> _Extracted entries_:
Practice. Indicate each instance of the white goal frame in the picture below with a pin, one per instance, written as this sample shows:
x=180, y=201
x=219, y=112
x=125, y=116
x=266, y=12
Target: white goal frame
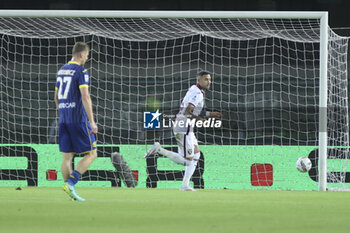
x=322, y=16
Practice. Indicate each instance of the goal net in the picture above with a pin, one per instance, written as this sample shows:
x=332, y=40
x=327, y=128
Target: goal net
x=265, y=81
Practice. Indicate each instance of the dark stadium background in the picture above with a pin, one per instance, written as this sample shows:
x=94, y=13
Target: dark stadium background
x=338, y=9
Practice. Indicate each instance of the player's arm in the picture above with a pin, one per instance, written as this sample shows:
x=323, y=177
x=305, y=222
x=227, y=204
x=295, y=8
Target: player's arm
x=56, y=97
x=86, y=99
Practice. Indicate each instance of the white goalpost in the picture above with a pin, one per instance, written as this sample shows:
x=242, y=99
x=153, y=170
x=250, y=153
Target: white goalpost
x=280, y=79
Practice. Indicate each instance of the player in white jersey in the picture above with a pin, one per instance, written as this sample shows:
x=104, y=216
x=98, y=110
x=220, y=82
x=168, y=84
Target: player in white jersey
x=190, y=110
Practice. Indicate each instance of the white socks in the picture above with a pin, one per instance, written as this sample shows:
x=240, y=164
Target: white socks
x=174, y=157
x=177, y=158
x=189, y=170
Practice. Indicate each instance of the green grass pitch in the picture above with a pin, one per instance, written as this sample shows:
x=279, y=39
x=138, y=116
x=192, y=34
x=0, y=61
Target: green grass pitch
x=169, y=210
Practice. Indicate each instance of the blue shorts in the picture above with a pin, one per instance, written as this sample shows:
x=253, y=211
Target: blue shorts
x=76, y=138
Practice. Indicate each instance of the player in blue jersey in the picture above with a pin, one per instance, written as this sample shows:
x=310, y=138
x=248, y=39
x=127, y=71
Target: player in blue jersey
x=76, y=124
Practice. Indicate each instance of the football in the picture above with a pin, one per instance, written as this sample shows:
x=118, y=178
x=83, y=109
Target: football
x=303, y=164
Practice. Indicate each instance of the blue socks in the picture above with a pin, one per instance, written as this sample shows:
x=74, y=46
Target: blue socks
x=74, y=178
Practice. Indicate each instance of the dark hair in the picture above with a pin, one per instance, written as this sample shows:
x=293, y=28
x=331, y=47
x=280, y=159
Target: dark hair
x=202, y=73
x=80, y=47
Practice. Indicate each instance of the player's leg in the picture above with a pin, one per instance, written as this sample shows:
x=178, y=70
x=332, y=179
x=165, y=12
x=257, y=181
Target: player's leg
x=175, y=157
x=66, y=167
x=85, y=163
x=193, y=150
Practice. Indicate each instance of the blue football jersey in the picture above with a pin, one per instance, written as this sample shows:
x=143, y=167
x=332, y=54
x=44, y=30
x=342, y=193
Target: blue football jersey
x=70, y=78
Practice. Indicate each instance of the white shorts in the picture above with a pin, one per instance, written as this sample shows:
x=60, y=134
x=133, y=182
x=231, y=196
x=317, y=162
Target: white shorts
x=186, y=143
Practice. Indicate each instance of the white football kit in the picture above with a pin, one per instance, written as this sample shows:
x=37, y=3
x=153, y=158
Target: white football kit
x=183, y=129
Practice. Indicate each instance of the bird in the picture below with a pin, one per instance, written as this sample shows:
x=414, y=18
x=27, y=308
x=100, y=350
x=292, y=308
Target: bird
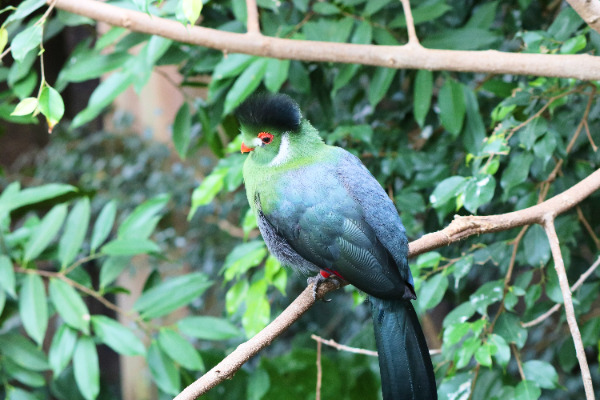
x=320, y=211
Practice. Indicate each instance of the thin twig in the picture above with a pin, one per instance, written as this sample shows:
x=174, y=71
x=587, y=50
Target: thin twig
x=342, y=347
x=410, y=23
x=518, y=359
x=588, y=227
x=252, y=23
x=557, y=306
x=568, y=302
x=319, y=371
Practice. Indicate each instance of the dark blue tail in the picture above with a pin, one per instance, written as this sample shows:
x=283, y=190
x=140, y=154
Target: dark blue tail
x=406, y=370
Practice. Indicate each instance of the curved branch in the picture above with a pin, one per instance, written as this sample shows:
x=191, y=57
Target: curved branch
x=460, y=228
x=563, y=282
x=582, y=66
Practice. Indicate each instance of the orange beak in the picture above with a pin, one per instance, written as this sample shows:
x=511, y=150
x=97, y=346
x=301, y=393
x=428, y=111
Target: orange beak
x=246, y=149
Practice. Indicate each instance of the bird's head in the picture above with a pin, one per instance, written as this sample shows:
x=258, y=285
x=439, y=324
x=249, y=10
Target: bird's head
x=273, y=128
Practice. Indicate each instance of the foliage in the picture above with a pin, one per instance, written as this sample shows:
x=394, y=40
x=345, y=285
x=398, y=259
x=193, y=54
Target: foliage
x=440, y=143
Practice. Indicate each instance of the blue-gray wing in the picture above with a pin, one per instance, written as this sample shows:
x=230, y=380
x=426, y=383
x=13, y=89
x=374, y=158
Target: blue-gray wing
x=379, y=211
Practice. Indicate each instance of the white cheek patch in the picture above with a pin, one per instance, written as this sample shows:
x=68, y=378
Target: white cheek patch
x=284, y=151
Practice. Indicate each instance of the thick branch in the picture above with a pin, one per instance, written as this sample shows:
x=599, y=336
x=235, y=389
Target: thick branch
x=583, y=66
x=463, y=227
x=589, y=11
x=460, y=228
x=563, y=282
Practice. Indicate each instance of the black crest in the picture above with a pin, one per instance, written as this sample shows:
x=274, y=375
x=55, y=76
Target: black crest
x=278, y=111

> _Work required_: Restate the data above verbatim, skipping every image.

> _Completed task_:
Practice. Indicate each instance of the white goal frame in the picture below with a pin, one per instance, written as this sample shows:
x=180, y=201
x=219, y=112
x=125, y=116
x=266, y=12
Target: white goal frame
x=322, y=16
Practice. Indicate each instance of the goal net in the picture above with a pin, one per instance, written as this sample shows:
x=332, y=40
x=327, y=128
Target: goal net
x=265, y=81
Practice. Indicate each instance of the dark stadium background in the picture above with a pin, one per instance, written as this sample shows:
x=94, y=13
Target: dark stadium background
x=338, y=9
Practice. Indicate each instance of the player's arm in the picture above with a pin, one per instance, written as this sample shows:
x=323, y=177
x=305, y=222
x=227, y=204
x=295, y=8
Target: player's arm
x=56, y=97
x=86, y=99
Practice. Indicate each instance of the white goalpost in the picture above with a pin, one per instance, written as this sample shows:
x=242, y=99
x=153, y=170
x=250, y=153
Target: white goalpost
x=280, y=79
Practice. Indicate each instance of the player in white jersey in the picture above with a pin, one per instance, written as this sample shows:
x=104, y=216
x=98, y=110
x=220, y=82
x=168, y=84
Target: player in white jersey
x=190, y=110
Practice. Indicate each instance of the white socks in the picture above with a pin, one per instance, written as this sample shows:
x=240, y=164
Target: white socks
x=174, y=157
x=177, y=158
x=189, y=170
Practice. Indicate each instance of the green grass pitch in the picture above with a pin, one per instance, written as this sample shows:
x=279, y=39
x=138, y=116
x=192, y=34
x=0, y=61
Target: green grass pitch
x=169, y=210
Practice. Indicate each instance of the blue shorts in the picture above with a pin, one per instance, written as this sample shows:
x=253, y=211
Target: blue shorts
x=76, y=138
Practice. Indicate each instance of the player in blue jersey in the picture above with a pin, one per instance, written as this sample shows:
x=310, y=138
x=248, y=39
x=127, y=71
Target: player in blue jersey
x=76, y=124
Practice. Indicate each instance of the football in the picture above with a pin, one per instance, written as this sample shows:
x=118, y=178
x=83, y=109
Target: football
x=303, y=164
Practice. Indicate each instance of the blue socks in the picture above with a pin, one per instance, written as this sample shows:
x=74, y=46
Target: blue socks
x=74, y=178
Practice. Indicate each instance of the dark hair in the picture above with a pin, one per instance, written as this sample shows:
x=293, y=28
x=331, y=47
x=280, y=159
Target: dark hair
x=202, y=73
x=80, y=47
Practice. Indicate each instance of the player's leg in the picture above with a pin, one per instance, written as this sample shows:
x=178, y=70
x=332, y=179
x=165, y=12
x=257, y=181
Target: player's leg
x=175, y=157
x=66, y=167
x=85, y=163
x=193, y=150
Practice. Indicate each instance of the blue football jersey in the picture above with a pin, one per instance, written as this sample shows:
x=143, y=167
x=332, y=54
x=44, y=30
x=342, y=193
Target: blue football jersey
x=70, y=78
Practice. Indicate each instance of the white shorts in the picture above with a pin, one per instance, written as this sample shows:
x=60, y=134
x=133, y=182
x=231, y=196
x=317, y=162
Target: white shorts
x=186, y=143
Practice. Indicate each instance of the white football kit in the picture above with a pin, one per instance, written as this sample shows:
x=37, y=3
x=153, y=158
Target: white football kit
x=183, y=129
Practice. Indicate each instance of the bird in the picture below with a pin, one per instance, written as this sample shows:
x=414, y=18
x=27, y=308
x=100, y=350
x=292, y=308
Target: bird
x=320, y=211
Practice. Indicate each instance of the thin twig in the picture above with a pin, one per instance, written as this sample shows:
x=174, y=71
x=587, y=50
Target: thin twig
x=342, y=347
x=410, y=23
x=518, y=359
x=588, y=227
x=252, y=23
x=557, y=306
x=568, y=302
x=319, y=371
Practice. Indicate each instance of the dark blue tail in the picture above with a pin, one per instance, written as this sample shows:
x=283, y=190
x=140, y=154
Target: dark blue tail
x=406, y=370
Practice. Indicate each instance of the curved branch in the picture above with a pin, one per instance, written as this sample shows:
x=191, y=57
Target: curved branch
x=460, y=228
x=563, y=282
x=582, y=66
Practice. Indicate each instance of the orange beak in the picture above with a pin, one per instance, written as this sample shows:
x=511, y=150
x=97, y=346
x=301, y=393
x=428, y=111
Target: orange beak
x=246, y=149
Practice. Indicate each instance of the bird's head in the picture above with a pin, one per instance, written as this sample shows:
x=258, y=285
x=439, y=324
x=249, y=10
Target: bird's head
x=273, y=128
Practice. Indicate each instance of the foliage in the picture above with a pin, one per instance, written as this sample shows:
x=394, y=40
x=345, y=285
x=398, y=259
x=193, y=54
Target: foliage
x=440, y=143
Practice. Indicate each instance of the blue-gray wing in the picture above with a pin, one per instance, written as this sample shows:
x=230, y=380
x=426, y=383
x=13, y=89
x=374, y=158
Target: blue-gray wing
x=379, y=211
Practice. Indicate each instance of the white cheek patch in the picture above with a pin, one per instance, written as this sample shows:
x=68, y=378
Target: white cheek patch
x=284, y=151
Practice. Indicate each instance of the thick branch in the picture above with a pin, one per instance, written as this sample shows:
x=599, y=336
x=235, y=389
Target: thick branch
x=583, y=66
x=463, y=227
x=589, y=11
x=460, y=228
x=563, y=282
Practice. Indicate each instance of the black crest in the picture above with a pin, one per instance, written as this sample shows:
x=274, y=375
x=55, y=76
Target: black crest
x=278, y=111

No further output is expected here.